引用文:
+ + +

東京にある私立の中高一貫校に勤める50代の教諭は、初めて実施するオンライン授業への対応に追われている。同校では、政府が7都府県を対象に緊急事態宣言を発令した4月上旬以降、ビデオ会議システム「Zoom(ズーム)」を使って教員会議を実施。オンライン授業に向けた準備を進めてきた。
4月18日にオンライン授業を開始。授業は3クラス合同で行うため、出席する生徒は100人を超える。生徒が授業を受けるために使う端末もパソコンやタブレット、スマホなど様々。通信環境によっては授業中に回線が切れることも想定される。
多くの企業が在宅勤務に切り替えている、生徒の父母が授業を「参観」することも考えられる。こうした状況の中で、どうすれば授業内容を理解してもらえるのか。頭を悩ませながら、手探りで進めている。
様々な課題がありながらもオンライン授業に踏み切った学校はまだ先進的と言えるかもしれない。自治体などにもよるが、オンライン授業の導入は一部にとどまっているのが実態だ。自宅での学習では家庭ごとに取り組み状況が異なるため、休校措置が長期化すれば「教育格差」が生まれる可能性もある。

+ + +

演習課題: 上のオンライン授業に関する文章を、最後の一文の後から書き継いでもらえますか。

+ + +

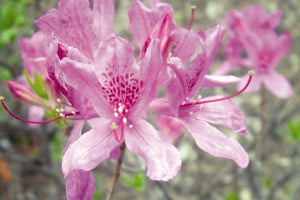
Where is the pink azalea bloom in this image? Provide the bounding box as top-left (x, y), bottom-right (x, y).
top-left (35, 0), bottom-right (114, 59)
top-left (156, 115), bottom-right (184, 143)
top-left (61, 36), bottom-right (181, 181)
top-left (128, 0), bottom-right (239, 87)
top-left (214, 6), bottom-right (293, 98)
top-left (151, 26), bottom-right (249, 168)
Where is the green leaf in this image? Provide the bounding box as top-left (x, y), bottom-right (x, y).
top-left (121, 173), bottom-right (145, 191)
top-left (45, 108), bottom-right (67, 129)
top-left (50, 133), bottom-right (64, 163)
top-left (0, 1), bottom-right (16, 31)
top-left (288, 121), bottom-right (300, 141)
top-left (262, 176), bottom-right (272, 188)
top-left (24, 70), bottom-right (49, 100)
top-left (0, 67), bottom-right (11, 81)
top-left (225, 192), bottom-right (239, 200)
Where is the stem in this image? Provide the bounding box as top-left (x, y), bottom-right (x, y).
top-left (106, 142), bottom-right (126, 200)
top-left (258, 86), bottom-right (267, 160)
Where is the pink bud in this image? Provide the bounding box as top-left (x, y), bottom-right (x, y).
top-left (7, 81), bottom-right (47, 107)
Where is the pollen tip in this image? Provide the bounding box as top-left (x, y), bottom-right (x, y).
top-left (248, 70), bottom-right (254, 76)
top-left (111, 122), bottom-right (118, 130)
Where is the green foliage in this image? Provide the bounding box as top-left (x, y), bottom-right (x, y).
top-left (0, 0), bottom-right (32, 49)
top-left (121, 173), bottom-right (145, 191)
top-left (45, 108), bottom-right (67, 129)
top-left (288, 121), bottom-right (300, 141)
top-left (50, 133), bottom-right (64, 163)
top-left (0, 67), bottom-right (12, 81)
top-left (262, 176), bottom-right (272, 188)
top-left (225, 192), bottom-right (239, 200)
top-left (24, 70), bottom-right (49, 100)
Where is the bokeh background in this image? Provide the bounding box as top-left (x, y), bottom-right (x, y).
top-left (0, 0), bottom-right (300, 200)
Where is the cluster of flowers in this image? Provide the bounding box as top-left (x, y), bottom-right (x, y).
top-left (214, 6), bottom-right (293, 98)
top-left (1, 0), bottom-right (290, 199)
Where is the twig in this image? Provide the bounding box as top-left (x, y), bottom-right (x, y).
top-left (153, 181), bottom-right (173, 200)
top-left (106, 142), bottom-right (126, 200)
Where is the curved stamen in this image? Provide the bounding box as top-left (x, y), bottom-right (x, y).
top-left (180, 70), bottom-right (254, 107)
top-left (111, 121), bottom-right (124, 143)
top-left (188, 6), bottom-right (196, 30)
top-left (0, 96), bottom-right (75, 124)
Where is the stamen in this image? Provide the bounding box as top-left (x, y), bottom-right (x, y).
top-left (188, 6), bottom-right (196, 30)
top-left (181, 70), bottom-right (254, 107)
top-left (0, 96), bottom-right (73, 124)
top-left (111, 122), bottom-right (124, 143)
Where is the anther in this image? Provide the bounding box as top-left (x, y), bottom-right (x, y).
top-left (111, 122), bottom-right (118, 131)
top-left (114, 112), bottom-right (119, 118)
top-left (188, 6), bottom-right (196, 30)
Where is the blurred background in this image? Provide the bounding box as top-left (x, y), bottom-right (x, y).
top-left (0, 0), bottom-right (300, 200)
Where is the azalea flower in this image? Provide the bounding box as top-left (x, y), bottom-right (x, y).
top-left (151, 26), bottom-right (249, 168)
top-left (61, 36), bottom-right (181, 181)
top-left (128, 1), bottom-right (249, 167)
top-left (214, 6), bottom-right (293, 98)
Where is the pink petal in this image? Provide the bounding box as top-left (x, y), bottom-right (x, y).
top-left (237, 72), bottom-right (263, 93)
top-left (242, 5), bottom-right (267, 30)
top-left (125, 120), bottom-right (181, 181)
top-left (182, 117), bottom-right (249, 168)
top-left (170, 28), bottom-right (203, 64)
top-left (19, 32), bottom-right (48, 77)
top-left (185, 96), bottom-right (248, 135)
top-left (264, 71), bottom-right (293, 99)
top-left (28, 106), bottom-right (45, 128)
top-left (150, 98), bottom-right (174, 116)
top-left (35, 0), bottom-right (114, 58)
top-left (62, 119), bottom-right (120, 176)
top-left (270, 33), bottom-right (292, 68)
top-left (202, 75), bottom-right (241, 88)
top-left (59, 58), bottom-right (113, 117)
top-left (66, 170), bottom-right (96, 200)
top-left (265, 10), bottom-right (282, 29)
top-left (133, 39), bottom-right (163, 117)
top-left (188, 25), bottom-right (226, 97)
top-left (212, 60), bottom-right (235, 75)
top-left (93, 0), bottom-right (115, 41)
top-left (63, 120), bottom-right (85, 154)
top-left (155, 115), bottom-right (184, 143)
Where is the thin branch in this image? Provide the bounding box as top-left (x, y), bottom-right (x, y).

+ + +

課題の回答:
こうした中で、注目されるのがAI(人工知能)を利用した教材の活用だ。AIが一人ひとりの生徒に合った学習内容を選んでくれるもので、すでに学習塾や一部の学校で普及が始まっている。
例えば、COMPASS(東京・品川)は、生徒の習熟度に合わせて最適な問題を出題するAI型タブレット教材「Qubena(キュビナ)」と、自宅でも学習が可能な「Qubena Wiz Lite(キュビナ・ウィズ・ライト)」を提供している。AIが生徒の得意・不得意を分析し、その生徒が今解くべき問題を出すのが特徴だという。全国の公立・私立の小中学校・高等学校100校以上で利用され、ユーザー数は2万5000人に達する。